▸ ENTRIES:
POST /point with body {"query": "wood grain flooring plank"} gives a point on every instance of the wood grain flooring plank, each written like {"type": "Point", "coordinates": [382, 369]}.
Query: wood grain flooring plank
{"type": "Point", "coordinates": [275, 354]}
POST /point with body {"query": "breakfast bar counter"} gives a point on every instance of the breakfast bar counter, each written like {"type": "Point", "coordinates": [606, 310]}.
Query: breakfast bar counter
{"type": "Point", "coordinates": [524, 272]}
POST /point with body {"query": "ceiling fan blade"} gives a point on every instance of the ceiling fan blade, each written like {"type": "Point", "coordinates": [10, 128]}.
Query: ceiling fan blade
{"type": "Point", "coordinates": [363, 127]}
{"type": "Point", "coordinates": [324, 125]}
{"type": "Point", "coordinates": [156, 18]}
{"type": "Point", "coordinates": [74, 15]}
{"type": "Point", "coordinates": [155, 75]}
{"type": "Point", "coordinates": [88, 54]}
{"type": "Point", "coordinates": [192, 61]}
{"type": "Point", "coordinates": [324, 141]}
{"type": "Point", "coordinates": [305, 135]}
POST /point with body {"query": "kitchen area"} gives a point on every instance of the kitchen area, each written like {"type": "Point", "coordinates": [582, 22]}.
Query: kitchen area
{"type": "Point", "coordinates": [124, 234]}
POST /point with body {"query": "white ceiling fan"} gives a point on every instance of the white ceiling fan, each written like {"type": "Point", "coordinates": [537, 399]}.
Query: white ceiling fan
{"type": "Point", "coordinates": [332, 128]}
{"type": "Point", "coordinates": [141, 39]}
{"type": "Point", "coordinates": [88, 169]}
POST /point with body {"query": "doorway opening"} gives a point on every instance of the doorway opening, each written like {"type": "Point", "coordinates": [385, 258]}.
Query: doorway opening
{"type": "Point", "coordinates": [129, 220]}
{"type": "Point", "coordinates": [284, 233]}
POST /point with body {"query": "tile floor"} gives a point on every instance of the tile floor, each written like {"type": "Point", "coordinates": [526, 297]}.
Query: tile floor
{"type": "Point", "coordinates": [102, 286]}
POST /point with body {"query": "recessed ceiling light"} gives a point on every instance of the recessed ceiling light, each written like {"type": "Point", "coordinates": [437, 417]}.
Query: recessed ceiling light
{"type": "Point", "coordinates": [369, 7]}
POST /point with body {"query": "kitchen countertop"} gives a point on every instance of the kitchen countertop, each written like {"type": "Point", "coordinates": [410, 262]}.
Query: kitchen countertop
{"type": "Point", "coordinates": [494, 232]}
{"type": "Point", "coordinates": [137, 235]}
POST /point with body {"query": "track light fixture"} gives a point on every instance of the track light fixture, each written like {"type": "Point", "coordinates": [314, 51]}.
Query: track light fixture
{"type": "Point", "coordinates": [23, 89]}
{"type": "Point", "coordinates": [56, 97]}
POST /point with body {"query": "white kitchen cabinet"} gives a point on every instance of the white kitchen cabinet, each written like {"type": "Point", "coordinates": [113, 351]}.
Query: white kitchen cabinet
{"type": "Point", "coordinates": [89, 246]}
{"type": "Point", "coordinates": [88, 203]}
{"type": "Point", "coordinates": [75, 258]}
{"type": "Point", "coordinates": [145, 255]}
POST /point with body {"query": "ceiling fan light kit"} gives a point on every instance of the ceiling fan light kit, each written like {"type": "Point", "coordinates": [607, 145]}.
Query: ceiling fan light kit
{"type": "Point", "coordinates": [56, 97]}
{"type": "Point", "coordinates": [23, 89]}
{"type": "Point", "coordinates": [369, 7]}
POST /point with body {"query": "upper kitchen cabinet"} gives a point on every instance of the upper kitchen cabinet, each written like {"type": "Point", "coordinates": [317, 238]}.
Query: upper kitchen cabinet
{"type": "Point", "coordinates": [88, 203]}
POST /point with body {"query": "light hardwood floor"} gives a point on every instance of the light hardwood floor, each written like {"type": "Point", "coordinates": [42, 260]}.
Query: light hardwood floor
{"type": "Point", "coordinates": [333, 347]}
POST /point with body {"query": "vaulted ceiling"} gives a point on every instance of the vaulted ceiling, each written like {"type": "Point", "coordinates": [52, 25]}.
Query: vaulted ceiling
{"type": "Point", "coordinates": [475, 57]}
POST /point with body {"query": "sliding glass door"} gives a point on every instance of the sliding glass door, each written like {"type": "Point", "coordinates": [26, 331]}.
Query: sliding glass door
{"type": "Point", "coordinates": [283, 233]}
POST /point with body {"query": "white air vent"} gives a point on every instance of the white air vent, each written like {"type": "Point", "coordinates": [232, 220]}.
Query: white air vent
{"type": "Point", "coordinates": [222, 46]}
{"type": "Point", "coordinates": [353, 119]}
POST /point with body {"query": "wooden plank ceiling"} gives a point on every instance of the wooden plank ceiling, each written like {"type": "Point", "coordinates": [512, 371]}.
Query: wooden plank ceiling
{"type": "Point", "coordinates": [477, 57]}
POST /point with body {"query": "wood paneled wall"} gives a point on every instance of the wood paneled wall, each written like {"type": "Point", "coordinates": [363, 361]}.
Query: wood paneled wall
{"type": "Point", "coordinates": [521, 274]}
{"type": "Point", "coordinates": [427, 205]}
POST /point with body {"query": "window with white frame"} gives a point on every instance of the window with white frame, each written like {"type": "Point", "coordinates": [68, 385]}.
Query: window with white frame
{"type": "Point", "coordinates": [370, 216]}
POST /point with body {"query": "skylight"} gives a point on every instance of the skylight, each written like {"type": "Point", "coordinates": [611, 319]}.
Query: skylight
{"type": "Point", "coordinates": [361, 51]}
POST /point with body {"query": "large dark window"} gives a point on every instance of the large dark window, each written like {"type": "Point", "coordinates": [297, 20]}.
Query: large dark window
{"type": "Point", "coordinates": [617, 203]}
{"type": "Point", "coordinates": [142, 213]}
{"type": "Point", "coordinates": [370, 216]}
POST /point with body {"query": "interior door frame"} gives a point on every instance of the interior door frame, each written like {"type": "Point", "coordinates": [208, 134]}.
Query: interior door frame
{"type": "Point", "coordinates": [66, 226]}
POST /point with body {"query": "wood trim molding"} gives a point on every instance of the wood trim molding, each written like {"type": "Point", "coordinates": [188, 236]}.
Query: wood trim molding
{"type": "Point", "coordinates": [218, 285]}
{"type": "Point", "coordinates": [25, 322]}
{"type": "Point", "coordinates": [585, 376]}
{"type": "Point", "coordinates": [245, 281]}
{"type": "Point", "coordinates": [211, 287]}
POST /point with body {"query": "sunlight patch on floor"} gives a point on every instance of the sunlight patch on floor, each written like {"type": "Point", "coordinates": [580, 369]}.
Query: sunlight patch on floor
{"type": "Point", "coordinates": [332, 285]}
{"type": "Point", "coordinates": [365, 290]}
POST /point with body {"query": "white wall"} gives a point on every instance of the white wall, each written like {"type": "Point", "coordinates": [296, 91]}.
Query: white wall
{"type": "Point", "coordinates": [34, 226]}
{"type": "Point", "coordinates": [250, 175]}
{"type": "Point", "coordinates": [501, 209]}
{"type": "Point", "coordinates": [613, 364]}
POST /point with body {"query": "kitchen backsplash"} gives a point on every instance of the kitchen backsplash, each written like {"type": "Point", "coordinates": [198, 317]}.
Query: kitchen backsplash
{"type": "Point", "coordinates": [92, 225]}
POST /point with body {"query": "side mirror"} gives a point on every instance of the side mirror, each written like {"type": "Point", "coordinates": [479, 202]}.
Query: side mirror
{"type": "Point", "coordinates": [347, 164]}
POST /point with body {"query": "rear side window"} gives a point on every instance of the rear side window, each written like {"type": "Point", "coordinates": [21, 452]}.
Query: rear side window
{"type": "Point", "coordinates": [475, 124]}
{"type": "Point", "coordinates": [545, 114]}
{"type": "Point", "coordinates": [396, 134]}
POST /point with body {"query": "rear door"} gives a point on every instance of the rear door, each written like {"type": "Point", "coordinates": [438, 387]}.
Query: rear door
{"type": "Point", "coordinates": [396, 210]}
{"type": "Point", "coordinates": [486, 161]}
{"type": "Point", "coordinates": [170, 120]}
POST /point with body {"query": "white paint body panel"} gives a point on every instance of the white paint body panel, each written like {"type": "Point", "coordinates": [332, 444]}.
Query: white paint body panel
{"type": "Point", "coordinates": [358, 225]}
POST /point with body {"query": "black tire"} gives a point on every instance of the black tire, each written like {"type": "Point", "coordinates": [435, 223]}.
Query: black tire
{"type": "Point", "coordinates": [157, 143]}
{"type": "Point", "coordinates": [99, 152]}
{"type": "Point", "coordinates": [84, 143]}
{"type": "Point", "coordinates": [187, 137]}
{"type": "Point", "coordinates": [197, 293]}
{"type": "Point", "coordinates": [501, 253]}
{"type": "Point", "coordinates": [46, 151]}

▸ INSTRUCTIONS FOR THE TASK: Swap "black tire" for "car tire" throughout the lines starting at the one containing "the white paint" and ending at the last line. Write out those lines again with nothing else changed.

▸ COMPLETE RESPONSE:
POST /point with body {"query": "white paint body panel"} gives a point on every instance of the white paint body panel, each written like {"type": "Point", "coordinates": [332, 444]}.
Query: white paint body panel
{"type": "Point", "coordinates": [358, 225]}
POST /point with body {"query": "car tire"} gives a point on every instance of the car tire, each written like {"type": "Point", "coordinates": [435, 223]}.
Query: car tire
{"type": "Point", "coordinates": [157, 143]}
{"type": "Point", "coordinates": [99, 152]}
{"type": "Point", "coordinates": [84, 143]}
{"type": "Point", "coordinates": [187, 137]}
{"type": "Point", "coordinates": [197, 293]}
{"type": "Point", "coordinates": [501, 253]}
{"type": "Point", "coordinates": [46, 151]}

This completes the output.